Working data START

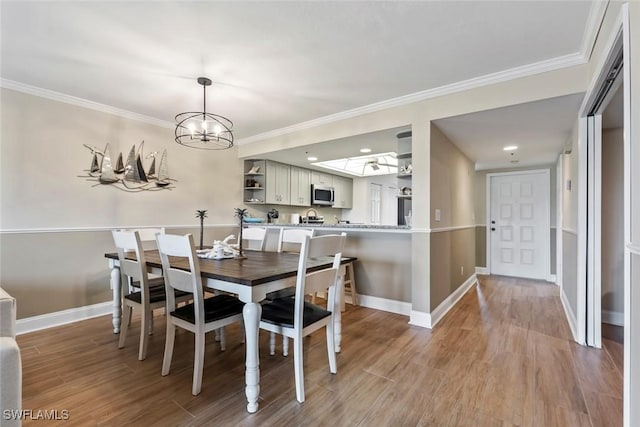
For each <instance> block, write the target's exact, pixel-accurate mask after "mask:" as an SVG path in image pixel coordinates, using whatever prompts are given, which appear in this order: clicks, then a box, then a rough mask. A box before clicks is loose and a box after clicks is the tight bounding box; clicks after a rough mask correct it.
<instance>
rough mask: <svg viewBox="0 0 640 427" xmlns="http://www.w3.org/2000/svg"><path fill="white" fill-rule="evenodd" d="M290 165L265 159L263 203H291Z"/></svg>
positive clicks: (285, 203)
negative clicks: (266, 161) (272, 161)
mask: <svg viewBox="0 0 640 427" xmlns="http://www.w3.org/2000/svg"><path fill="white" fill-rule="evenodd" d="M290 173H291V167H290V166H289V165H284V164H282V163H277V162H272V161H267V162H266V170H265V203H266V204H271V205H289V204H290V203H291V175H290Z"/></svg>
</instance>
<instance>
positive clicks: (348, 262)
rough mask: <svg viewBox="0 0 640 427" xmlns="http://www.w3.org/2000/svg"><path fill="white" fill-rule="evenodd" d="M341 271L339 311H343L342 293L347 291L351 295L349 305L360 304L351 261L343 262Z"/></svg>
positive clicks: (343, 303)
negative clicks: (339, 303) (341, 276)
mask: <svg viewBox="0 0 640 427" xmlns="http://www.w3.org/2000/svg"><path fill="white" fill-rule="evenodd" d="M341 273H343V275H342V277H343V286H342V291H343V294H342V299H341V300H340V311H344V304H345V301H344V296H345V295H344V294H345V293H347V292H348V293H349V295H351V305H354V306H356V305H360V303H359V301H358V290H357V289H356V279H355V274H354V273H353V261H351V262H348V263H346V264H344V265H343V268H342V271H341Z"/></svg>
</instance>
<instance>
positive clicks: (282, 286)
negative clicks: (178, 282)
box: [105, 250, 356, 413]
mask: <svg viewBox="0 0 640 427" xmlns="http://www.w3.org/2000/svg"><path fill="white" fill-rule="evenodd" d="M244 255H245V258H226V259H219V260H215V259H207V258H198V262H199V266H200V274H201V276H202V284H203V286H204V287H205V288H208V289H212V290H216V291H224V292H229V293H233V294H236V295H237V296H238V298H239V299H240V300H241V301H242V302H244V303H245V304H244V308H243V310H242V316H243V320H244V327H245V346H246V369H245V384H246V387H245V393H246V396H247V411H248V412H250V413H254V412H256V411H257V410H258V397H259V394H260V354H259V345H258V343H259V340H258V333H259V327H260V317H261V314H262V306H261V304H260V303H261V301H263V300H264V299H265V297H266V294H267V293H269V292H272V291H277V290H280V289H285V288H288V287H291V286H295V281H296V276H297V273H298V260H299V254H296V253H287V252H264V251H251V250H245V251H244ZM105 257H106V258H107V259H108V262H109V267H110V269H111V276H110V284H111V289H112V292H113V307H114V309H113V332H114V333H119V332H120V322H121V316H122V297H123V292H122V286H123V284H122V283H121V280H120V268H119V264H120V263H119V260H118V254H117V253H115V252H114V253H106V254H105ZM129 257H130V258H131V259H135V253H133V252H131V253H130V254H127V258H129ZM145 258H146V262H147V268H148V269H149V271H150V272H152V273H156V274H161V273H162V263H161V261H160V254H159V253H158V250H147V251H145ZM355 260H356V258H353V257H343V258H342V260H341V265H342V268H341V273H340V274H339V275H338V276H339V280H338V283H337V287H338V288H337V289H336V298H335V299H336V301H335V307H334V314H335V317H334V318H335V324H334V333H335V348H336V352H339V351H340V345H341V340H342V333H341V332H342V327H341V312H340V304H341V302H340V300H341V298H343V296H342V294H343V289H342V286H343V277H344V274H343V273H344V266H345V265H346V264H348V263H352V262H354V261H355ZM332 263H333V257H321V258H316V259H310V260H308V262H307V267H308V269H307V272H313V271H317V270H322V269H325V268H329V267H331V265H332ZM184 268H185V269H188V268H189V267H188V263H187V262H185V263H184Z"/></svg>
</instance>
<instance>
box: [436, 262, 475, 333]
mask: <svg viewBox="0 0 640 427" xmlns="http://www.w3.org/2000/svg"><path fill="white" fill-rule="evenodd" d="M474 284H479V282H478V278H477V277H476V275H475V273H474V274H472V275H471V276H469V278H468V279H467V280H465V281H464V283H463V284H462V285H460V286H458V289H456V290H455V291H453V292H452V293H451V294H450V295H449V296H448V297H447V298H445V300H444V301H442V302H441V303H440V304H439V305H438V306H437V307H436V308H435V309H434V310H432V311H431V327H432V328H433V327H434V326H436V324H438V322H439V321H440V320H442V318H443V317H444V315H445V314H447V313H448V312H449V310H451V309H452V308H453V307H454V306H455V305H456V304H457V303H458V301H460V298H462V297H463V296H464V294H466V293H467V292H468V291H469V289H471V287H472V286H473V285H474Z"/></svg>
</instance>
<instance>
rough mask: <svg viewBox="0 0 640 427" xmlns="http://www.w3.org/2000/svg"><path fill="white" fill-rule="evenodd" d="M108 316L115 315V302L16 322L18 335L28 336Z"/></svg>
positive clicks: (73, 308) (67, 310)
mask: <svg viewBox="0 0 640 427" xmlns="http://www.w3.org/2000/svg"><path fill="white" fill-rule="evenodd" d="M106 314H113V301H107V302H101V303H99V304H93V305H87V306H84V307H78V308H70V309H68V310H62V311H56V312H54V313H47V314H42V315H39V316H33V317H27V318H24V319H19V320H17V321H16V334H17V335H21V334H26V333H29V332H35V331H39V330H42V329H47V328H52V327H54V326H60V325H66V324H68V323H73V322H78V321H80V320H86V319H90V318H92V317H98V316H104V315H106ZM109 325H111V322H109ZM107 327H109V326H107Z"/></svg>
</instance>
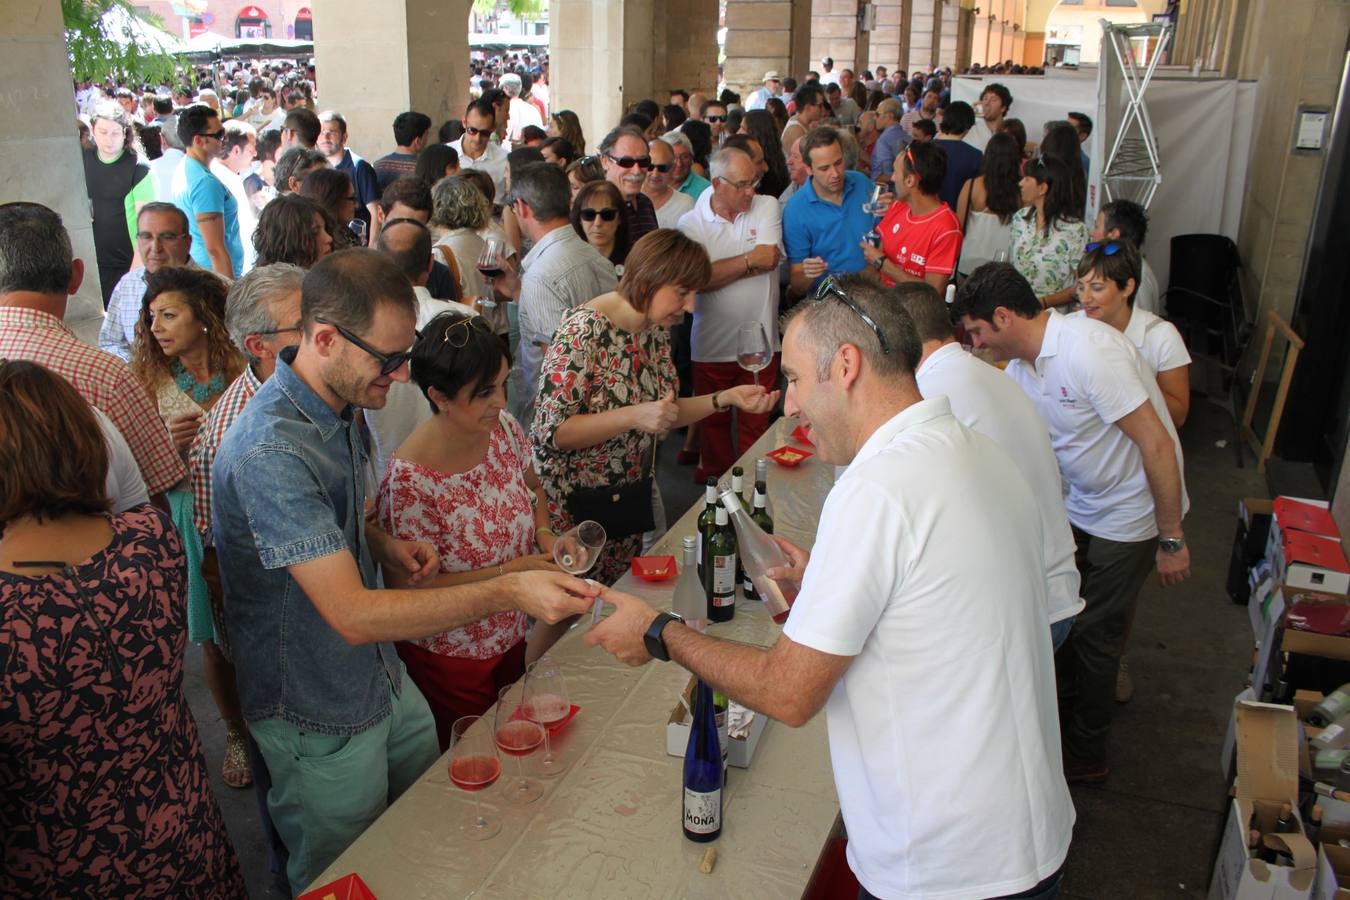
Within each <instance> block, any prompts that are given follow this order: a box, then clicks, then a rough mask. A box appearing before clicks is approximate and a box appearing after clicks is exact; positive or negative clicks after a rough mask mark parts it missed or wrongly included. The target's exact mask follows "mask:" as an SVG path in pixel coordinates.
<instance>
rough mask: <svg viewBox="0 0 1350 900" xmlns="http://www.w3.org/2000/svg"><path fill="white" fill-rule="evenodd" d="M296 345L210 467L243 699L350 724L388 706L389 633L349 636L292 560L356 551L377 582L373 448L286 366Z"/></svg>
mask: <svg viewBox="0 0 1350 900" xmlns="http://www.w3.org/2000/svg"><path fill="white" fill-rule="evenodd" d="M292 360H294V348H288V349H286V351H284V352H282V355H281V359H278V360H277V371H275V374H274V375H273V376H271V378H269V379H267V382H266V383H263V386H262V387H261V389H258V393H257V394H255V395H254V398H252V399H251V401H248V405H247V406H246V407H244V410H243V413H240V414H239V418H238V420H236V421H235V424H234V425H232V426H231V428H229V430H228V432H227V433H225V437H224V440H223V441H221V444H220V451H219V452H217V455H216V463H215V466H213V468H212V486H213V491H215V503H213V506H212V526H213V533H215V536H216V555H217V559H219V563H220V580H221V583H223V586H224V594H225V603H224V607H225V626H227V629H228V631H229V642H231V645H232V649H234V654H235V669H236V679H238V684H239V699H240V702H242V704H243V714H244V718H246V719H248V721H250V722H257V721H262V719H282V721H284V722H289V723H290V725H293V726H296V727H297V729H300V730H302V731H315V733H319V734H332V735H351V734H358V733H360V731H365V730H366V729H370V727H371V726H373V725H375V723H377V722H381V721H382V719H383V718H385V716H386V715H389V711H390V691H393V692H394V694H397V692H398V691H400V690H401V680H400V673H401V671H402V668H401V665H400V663H398V656H397V654H396V653H394V646H393V645H391V644H362V645H358V646H352V645H351V644H348V642H347V641H346V640H344V638H343V637H342V636H340V634H339V633H338V631H335V630H333V629H332V627H331V626H329V625H328V623H327V622H325V621H324V618H323V617H321V615H320V614H319V610H316V609H315V604H313V603H311V602H309V598H308V596H305V592H304V591H301V590H300V586H298V584H297V583H296V580H294V579H293V578H290V575H289V573H288V571H286V567H288V565H296V564H298V563H305V561H309V560H316V559H321V557H324V556H331V555H333V553H339V552H347V553H351V555H352V557H354V559H355V561H356V565H358V568H359V569H360V579H362V582H363V583H365V586H366V587H367V588H375V587H379V583H378V579H377V571H375V563H374V560H373V559H371V556H370V549H369V548H367V545H366V519H365V515H363V510H365V503H366V448H365V443H363V441H362V436H360V433H359V429H358V428H355V426H354V422H352V414H351V409H350V407H348V409H346V410H343V413H342V414H340V416H339V414H338V413H333V412H332V409H329V407H328V405H327V403H325V402H324V401H323V399H321V398H320V397H319V395H317V394H316V393H315V391H313V390H312V389H311V387H309V386H308V385H305V382H304V381H301V379H300V376H298V375H297V374H296V372H294V371H293V370H292V368H290V363H292Z"/></svg>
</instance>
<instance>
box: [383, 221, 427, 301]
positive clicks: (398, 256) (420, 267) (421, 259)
mask: <svg viewBox="0 0 1350 900" xmlns="http://www.w3.org/2000/svg"><path fill="white" fill-rule="evenodd" d="M375 247H377V250H379V251H381V252H382V254H385V255H387V256H389V258H390V259H393V260H394V264H397V266H398V269H400V270H401V271H402V273H404V274H405V275H408V281H410V282H412V283H413V285H425V283H427V277H428V275H429V274H431V259H432V258H431V231H429V229H428V228H427V225H424V224H423V223H420V221H417V220H416V219H390V220H387V221H386V223H385V227H383V228H381V229H379V240H378V242H377V243H375Z"/></svg>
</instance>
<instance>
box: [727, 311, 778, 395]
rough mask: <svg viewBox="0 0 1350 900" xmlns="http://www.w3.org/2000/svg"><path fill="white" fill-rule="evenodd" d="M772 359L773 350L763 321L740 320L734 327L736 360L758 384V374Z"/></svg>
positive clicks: (762, 369)
mask: <svg viewBox="0 0 1350 900" xmlns="http://www.w3.org/2000/svg"><path fill="white" fill-rule="evenodd" d="M772 359H774V351H772V349H771V348H769V345H768V335H767V333H765V332H764V325H763V322H741V327H740V328H737V329H736V362H737V363H738V364H740V367H741V368H744V370H745V371H748V372H751V374H752V375H753V376H755V383H756V385H759V374H760V372H761V371H763V370H764V368H767V367H768V364H769V362H771V360H772Z"/></svg>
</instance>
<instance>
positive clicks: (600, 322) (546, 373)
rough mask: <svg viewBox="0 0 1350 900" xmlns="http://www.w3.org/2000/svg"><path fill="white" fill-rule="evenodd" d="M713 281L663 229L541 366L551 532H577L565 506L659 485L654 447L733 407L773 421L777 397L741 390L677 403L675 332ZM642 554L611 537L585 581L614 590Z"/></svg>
mask: <svg viewBox="0 0 1350 900" xmlns="http://www.w3.org/2000/svg"><path fill="white" fill-rule="evenodd" d="M710 277H711V264H710V263H709V259H707V252H706V251H705V250H703V247H702V246H701V244H698V243H695V242H693V240H690V239H688V237H686V236H684V235H682V233H680V232H678V231H674V229H668V228H661V229H657V231H653V232H651V233H649V235H647V236H644V237H643V239H641V240H639V242H637V243H636V244H634V246H633V250H632V251H630V252H629V255H628V264H626V267H625V270H624V277H622V278H621V279H620V282H618V287H617V289H616V290H614V291H612V293H607V294H601V296H599V297H595V298H594V300H591V301H589V302H586V304H583V305H582V306H579V308H576V309H575V310H572V313H571V314H568V317H567V318H566V320H563V325H562V328H559V329H558V333H556V335H553V343H552V345H551V347H549V348H548V354H547V355H545V356H544V367H543V378H541V382H543V383H541V386H540V395H539V406H537V412H536V413H535V422H533V429H532V437H533V443H535V464H536V468H537V470H539V478H540V480H541V482H543V483H544V493H545V494H547V497H548V514H549V521H551V522H552V526H553V530H555V532H558V533H562V532H563V530H566V529H568V528H571V526H572V525H575V522H574V521H572V517H571V514H570V513H568V509H567V503H568V498H570V497H571V494H572V493H574V491H575V490H578V488H586V487H606V486H607V487H618V486H622V484H630V483H634V482H640V480H641V479H644V478H649V476H651V475H652V453H653V449H655V445H656V443H657V441H659V440H660V439H661V437H663V436H664V434H666V433H667V432H670V430H671V429H674V428H679V426H682V425H688V424H693V422H697V421H699V420H702V418H706V417H707V416H711V414H713V413H714V412H724V410H726V409H729V407H732V406H736V407H737V409H741V410H744V412H747V413H752V414H760V416H763V414H767V413H768V412H769V410H772V409H774V405H775V403H776V402H778V391H767V390H765V389H764V387H760V386H757V385H740V386H737V387H732V389H728V390H722V391H717V393H713V394H703V395H701V397H676V395H678V393H679V391H678V387H679V385H678V379H676V375H675V364H674V362H672V360H671V344H670V327H671V325H674V324H675V322H678V321H679V320H680V317H682V316H683V314H684V313H686V312H691V310H693V308H694V296H695V294H697V293H698V291H699V290H701V289H702V287H703V285H706V283H707V281H709V278H710ZM641 546H643V536H641V533H640V532H636V533H632V534H628V536H618V537H616V536H614V534H610V537H609V541H607V542H606V544H605V549H603V552H602V553H601V556H599V559H598V561H597V563H595V565H594V568H591V569H590V572H587V578H593V579H595V580H597V582H602V583H605V584H613V583H614V582H616V580H617V579H618V576H620V575H622V573H624V571H625V569H626V568H628V564H629V561H630V560H632V557H633V555H636V553H639V552H640V551H641Z"/></svg>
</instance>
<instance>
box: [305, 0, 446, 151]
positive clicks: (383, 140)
mask: <svg viewBox="0 0 1350 900" xmlns="http://www.w3.org/2000/svg"><path fill="white" fill-rule="evenodd" d="M468 7H470V0H402V1H401V3H390V4H383V5H381V7H379V13H378V15H371V9H373V7H371V5H370V3H369V1H367V0H323V3H316V4H313V13H315V67H316V74H317V77H319V105H320V109H336V111H338V112H340V113H342V115H343V116H344V117H346V119H347V132H348V134H350V136H351V139H350V143H351V144H352V147H354V148H355V150H356V151H358V152H359V154H360V155H363V157H366V158H367V159H375V158H377V157H382V155H385V154H386V152H389V151H391V150H393V148H394V134H393V123H394V116H397V115H398V113H401V112H406V111H409V109H416V111H417V112H424V113H427V115H428V116H431V120H432V127H433V128H437V127H440V123H443V121H445V120H447V119H459V117H460V116H463V115H464V105H466V104H467V103H468V67H467V65H466V61H467V59H468Z"/></svg>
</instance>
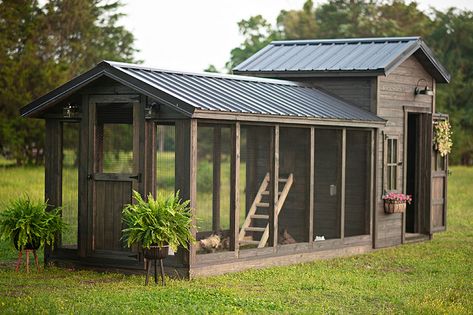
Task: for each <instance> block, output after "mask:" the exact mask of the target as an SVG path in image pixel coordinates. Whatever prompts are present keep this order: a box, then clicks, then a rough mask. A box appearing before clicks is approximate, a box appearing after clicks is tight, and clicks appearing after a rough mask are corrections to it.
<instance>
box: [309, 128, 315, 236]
mask: <svg viewBox="0 0 473 315" xmlns="http://www.w3.org/2000/svg"><path fill="white" fill-rule="evenodd" d="M308 171H309V244H312V243H313V242H314V204H315V203H314V199H315V196H314V194H315V128H314V127H310V136H309V167H308Z"/></svg>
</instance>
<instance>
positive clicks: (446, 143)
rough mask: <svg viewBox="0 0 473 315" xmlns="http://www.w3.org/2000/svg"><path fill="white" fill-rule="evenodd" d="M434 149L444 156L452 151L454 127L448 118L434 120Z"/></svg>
mask: <svg viewBox="0 0 473 315" xmlns="http://www.w3.org/2000/svg"><path fill="white" fill-rule="evenodd" d="M433 143H434V150H435V151H438V152H439V153H440V156H442V157H444V156H446V155H447V154H449V153H450V152H451V151H452V145H453V143H452V127H451V125H450V122H449V121H448V120H439V121H436V122H434V139H433Z"/></svg>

Working data END

What you should do >> Locate every line in the records above that contains the string "target" and copy each one out.

Result below >>
For each <instance> block, write the target's exact, pixel-accurate mask after "mask:" as an SVG path in image pixel coordinates, using whatever prompts are given, which appear in this order: clicks, then a box, then a rough mask. A box before clicks is loose and a box after clicks is the tight bounding box; clicks after a rough mask correct it.
Within each <instance> block, any prompts that are given follow this order: a box, then clicks, then a rough mask. A box appearing before clicks is approximate and a box appearing after clicks is exact; positive or negative clicks after a rough mask mark parts it missed or wrongly included. The target's exact mask follows "mask:" as an SVG path in pixel coordinates.
Task: for each <instance> block, output after "mask:" the exact mask of the target as an SVG path in image pixel coordinates. Whatever prompts are present keep this order: a box, then clicks, then a rough mask. A box appearing before clicks is approximate, a box appearing after clicks is tight, and clicks appearing after a rough mask are corrections to it.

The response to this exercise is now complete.